§ WRITTEN INSTRUCTION
Reproduce word for word the stretch of data below, from its first line through the line containing "[0, 178, 350, 350]", including both of these lines.

[Stored data]
****

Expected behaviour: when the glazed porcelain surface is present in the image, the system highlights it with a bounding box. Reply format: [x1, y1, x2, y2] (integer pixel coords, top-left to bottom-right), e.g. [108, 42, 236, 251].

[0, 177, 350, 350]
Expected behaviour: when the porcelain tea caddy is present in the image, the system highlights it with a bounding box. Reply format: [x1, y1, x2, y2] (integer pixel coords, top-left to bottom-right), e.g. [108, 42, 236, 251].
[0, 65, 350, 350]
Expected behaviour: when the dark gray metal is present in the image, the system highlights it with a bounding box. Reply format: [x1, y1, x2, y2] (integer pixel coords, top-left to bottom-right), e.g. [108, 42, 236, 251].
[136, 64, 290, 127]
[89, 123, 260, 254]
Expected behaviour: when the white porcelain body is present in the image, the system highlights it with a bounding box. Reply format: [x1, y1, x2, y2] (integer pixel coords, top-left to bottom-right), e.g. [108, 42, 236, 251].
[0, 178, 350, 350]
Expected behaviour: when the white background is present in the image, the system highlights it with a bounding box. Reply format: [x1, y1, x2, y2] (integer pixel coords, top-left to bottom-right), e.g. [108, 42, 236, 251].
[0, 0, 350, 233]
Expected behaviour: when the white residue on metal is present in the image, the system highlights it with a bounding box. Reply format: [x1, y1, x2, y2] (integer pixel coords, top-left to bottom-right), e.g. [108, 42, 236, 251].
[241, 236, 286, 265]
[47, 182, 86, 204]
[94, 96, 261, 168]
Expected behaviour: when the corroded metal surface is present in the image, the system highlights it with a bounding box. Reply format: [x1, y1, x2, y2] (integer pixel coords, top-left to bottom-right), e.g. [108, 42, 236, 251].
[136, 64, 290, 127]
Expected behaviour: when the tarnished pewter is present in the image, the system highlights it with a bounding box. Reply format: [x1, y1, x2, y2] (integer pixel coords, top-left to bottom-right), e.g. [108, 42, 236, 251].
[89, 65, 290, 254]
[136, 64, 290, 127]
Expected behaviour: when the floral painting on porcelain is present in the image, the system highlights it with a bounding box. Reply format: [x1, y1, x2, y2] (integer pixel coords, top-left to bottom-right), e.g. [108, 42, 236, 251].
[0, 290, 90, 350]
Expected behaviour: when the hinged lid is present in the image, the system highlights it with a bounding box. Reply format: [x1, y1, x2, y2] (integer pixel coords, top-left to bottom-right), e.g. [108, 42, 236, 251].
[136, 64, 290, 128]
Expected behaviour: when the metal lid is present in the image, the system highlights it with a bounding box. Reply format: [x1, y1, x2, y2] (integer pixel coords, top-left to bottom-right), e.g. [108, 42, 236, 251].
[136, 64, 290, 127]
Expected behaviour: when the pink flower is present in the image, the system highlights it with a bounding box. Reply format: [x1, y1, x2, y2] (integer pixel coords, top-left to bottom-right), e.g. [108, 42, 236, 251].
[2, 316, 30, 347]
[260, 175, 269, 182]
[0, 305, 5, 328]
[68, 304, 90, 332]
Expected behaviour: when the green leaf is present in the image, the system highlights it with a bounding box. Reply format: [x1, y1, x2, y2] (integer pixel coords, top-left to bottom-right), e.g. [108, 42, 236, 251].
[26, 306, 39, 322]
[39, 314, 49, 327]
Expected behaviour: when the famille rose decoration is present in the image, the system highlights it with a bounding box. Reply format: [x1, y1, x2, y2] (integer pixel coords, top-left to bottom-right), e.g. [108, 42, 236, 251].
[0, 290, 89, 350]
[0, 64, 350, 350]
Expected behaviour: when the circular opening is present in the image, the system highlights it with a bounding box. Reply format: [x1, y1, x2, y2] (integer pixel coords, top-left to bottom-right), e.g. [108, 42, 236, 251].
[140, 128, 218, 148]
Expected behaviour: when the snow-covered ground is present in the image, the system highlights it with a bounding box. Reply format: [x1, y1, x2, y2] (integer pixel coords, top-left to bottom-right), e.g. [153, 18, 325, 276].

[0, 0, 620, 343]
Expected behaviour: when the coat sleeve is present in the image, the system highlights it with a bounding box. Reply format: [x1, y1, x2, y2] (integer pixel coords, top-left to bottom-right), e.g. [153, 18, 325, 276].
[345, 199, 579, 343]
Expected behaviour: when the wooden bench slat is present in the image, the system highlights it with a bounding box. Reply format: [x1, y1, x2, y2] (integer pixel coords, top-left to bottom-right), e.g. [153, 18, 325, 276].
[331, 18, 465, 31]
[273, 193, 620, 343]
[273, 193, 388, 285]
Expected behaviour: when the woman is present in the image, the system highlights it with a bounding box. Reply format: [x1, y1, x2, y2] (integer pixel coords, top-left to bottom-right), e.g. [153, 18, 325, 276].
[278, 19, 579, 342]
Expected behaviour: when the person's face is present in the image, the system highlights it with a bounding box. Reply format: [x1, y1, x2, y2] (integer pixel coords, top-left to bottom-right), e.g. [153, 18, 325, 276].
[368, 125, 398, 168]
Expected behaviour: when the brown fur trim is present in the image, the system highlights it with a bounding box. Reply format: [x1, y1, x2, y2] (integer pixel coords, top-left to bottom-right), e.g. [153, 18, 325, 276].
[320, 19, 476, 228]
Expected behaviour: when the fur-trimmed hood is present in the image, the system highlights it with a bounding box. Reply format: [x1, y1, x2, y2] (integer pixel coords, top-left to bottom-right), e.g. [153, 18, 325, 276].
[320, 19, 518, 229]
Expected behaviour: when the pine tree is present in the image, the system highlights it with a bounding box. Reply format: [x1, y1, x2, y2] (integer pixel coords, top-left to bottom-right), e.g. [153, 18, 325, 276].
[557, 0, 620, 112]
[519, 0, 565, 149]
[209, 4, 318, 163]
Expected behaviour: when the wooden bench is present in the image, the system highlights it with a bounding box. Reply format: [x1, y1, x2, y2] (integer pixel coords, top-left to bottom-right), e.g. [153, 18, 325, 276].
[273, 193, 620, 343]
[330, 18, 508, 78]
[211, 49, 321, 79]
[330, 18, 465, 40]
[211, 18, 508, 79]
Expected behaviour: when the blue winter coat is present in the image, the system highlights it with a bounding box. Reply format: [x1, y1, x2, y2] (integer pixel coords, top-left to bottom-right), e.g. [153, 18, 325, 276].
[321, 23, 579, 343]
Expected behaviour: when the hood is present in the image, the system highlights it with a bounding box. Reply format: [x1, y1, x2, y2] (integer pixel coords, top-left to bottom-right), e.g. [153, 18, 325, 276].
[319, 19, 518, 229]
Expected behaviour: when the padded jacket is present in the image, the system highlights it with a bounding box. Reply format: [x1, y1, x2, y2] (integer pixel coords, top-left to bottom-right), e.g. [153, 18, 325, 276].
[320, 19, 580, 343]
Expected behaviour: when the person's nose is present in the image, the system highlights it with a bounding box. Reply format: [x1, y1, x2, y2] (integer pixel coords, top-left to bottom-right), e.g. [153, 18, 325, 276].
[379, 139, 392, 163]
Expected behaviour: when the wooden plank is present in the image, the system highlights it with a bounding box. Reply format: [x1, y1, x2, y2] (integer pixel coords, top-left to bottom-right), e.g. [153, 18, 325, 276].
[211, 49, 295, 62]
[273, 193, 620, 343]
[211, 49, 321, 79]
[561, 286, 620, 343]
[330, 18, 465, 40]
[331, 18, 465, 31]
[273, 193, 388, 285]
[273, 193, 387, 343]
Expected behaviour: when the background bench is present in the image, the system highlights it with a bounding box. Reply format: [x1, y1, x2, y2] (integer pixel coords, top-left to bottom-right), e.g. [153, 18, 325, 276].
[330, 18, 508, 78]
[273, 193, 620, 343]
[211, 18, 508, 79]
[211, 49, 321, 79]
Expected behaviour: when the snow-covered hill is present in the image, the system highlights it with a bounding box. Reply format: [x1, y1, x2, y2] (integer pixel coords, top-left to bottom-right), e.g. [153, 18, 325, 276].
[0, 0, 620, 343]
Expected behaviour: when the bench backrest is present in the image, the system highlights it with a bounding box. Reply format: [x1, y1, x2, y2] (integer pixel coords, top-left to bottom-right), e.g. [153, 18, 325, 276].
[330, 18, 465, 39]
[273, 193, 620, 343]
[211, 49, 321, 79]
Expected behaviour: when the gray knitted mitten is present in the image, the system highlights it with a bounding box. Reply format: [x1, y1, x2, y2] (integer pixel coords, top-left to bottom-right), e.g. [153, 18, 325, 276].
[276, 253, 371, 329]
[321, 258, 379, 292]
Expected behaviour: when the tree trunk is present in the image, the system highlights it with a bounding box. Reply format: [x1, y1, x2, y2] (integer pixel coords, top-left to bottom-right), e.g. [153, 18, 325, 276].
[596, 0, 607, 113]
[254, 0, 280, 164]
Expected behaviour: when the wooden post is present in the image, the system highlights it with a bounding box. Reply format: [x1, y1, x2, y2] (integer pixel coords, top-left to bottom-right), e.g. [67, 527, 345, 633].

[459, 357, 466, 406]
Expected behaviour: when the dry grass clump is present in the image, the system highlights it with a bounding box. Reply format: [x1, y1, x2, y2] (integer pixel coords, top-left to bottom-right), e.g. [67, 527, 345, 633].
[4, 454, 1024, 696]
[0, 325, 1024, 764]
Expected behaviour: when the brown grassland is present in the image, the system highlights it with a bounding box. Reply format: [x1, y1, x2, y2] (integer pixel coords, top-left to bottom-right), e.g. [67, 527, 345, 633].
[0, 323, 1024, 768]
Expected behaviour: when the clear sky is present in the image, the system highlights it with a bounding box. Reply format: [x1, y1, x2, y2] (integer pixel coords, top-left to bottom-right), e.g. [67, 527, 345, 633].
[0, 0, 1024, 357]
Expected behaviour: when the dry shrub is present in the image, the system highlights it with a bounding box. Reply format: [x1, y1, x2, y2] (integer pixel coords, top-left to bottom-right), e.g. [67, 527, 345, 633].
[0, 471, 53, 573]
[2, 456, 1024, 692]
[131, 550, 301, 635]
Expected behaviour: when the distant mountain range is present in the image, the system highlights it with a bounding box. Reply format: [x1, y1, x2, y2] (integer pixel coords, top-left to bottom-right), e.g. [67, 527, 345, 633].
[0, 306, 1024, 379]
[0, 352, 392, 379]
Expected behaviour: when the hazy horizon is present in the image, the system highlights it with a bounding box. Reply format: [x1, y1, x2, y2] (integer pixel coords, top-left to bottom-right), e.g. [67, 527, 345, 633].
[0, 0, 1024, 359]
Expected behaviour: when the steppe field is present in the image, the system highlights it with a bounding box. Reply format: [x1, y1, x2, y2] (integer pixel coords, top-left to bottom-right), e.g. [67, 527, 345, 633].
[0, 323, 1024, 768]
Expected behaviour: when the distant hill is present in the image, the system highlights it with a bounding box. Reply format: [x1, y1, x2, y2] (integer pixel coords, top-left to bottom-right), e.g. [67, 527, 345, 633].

****

§ CORRECT OUTPUT
Expected behaviour: when the glazed porcelain surface is present in the image, the system highlights it with a bounding box. Reply format: [x1, y1, x2, y2] (integer pixel coords, top-left to bottom-right), e.g. [108, 42, 236, 251].

[0, 177, 350, 350]
Expected behaviour: when the porcelain tea caddy is present in the image, the system highlights it with a bounding box. Reply format: [x1, y1, x2, y2] (integer pixel coords, top-left to bottom-right), e.g. [108, 42, 236, 251].
[0, 65, 350, 350]
Expected behaviour: when the dark gray metal is present in the image, the system highlights it with a bounding box. Reply format: [x1, y1, x2, y2] (integer pixel coords, top-left to bottom-right), e.g. [108, 42, 236, 251].
[136, 64, 290, 127]
[89, 123, 260, 254]
Expected behaviour: when the white porcelain body is present in the image, the system highlights it with a bounding box. Reply format: [x1, y1, x2, y2] (integer pixel coords, top-left to bottom-right), e.g. [108, 42, 236, 251].
[0, 178, 350, 350]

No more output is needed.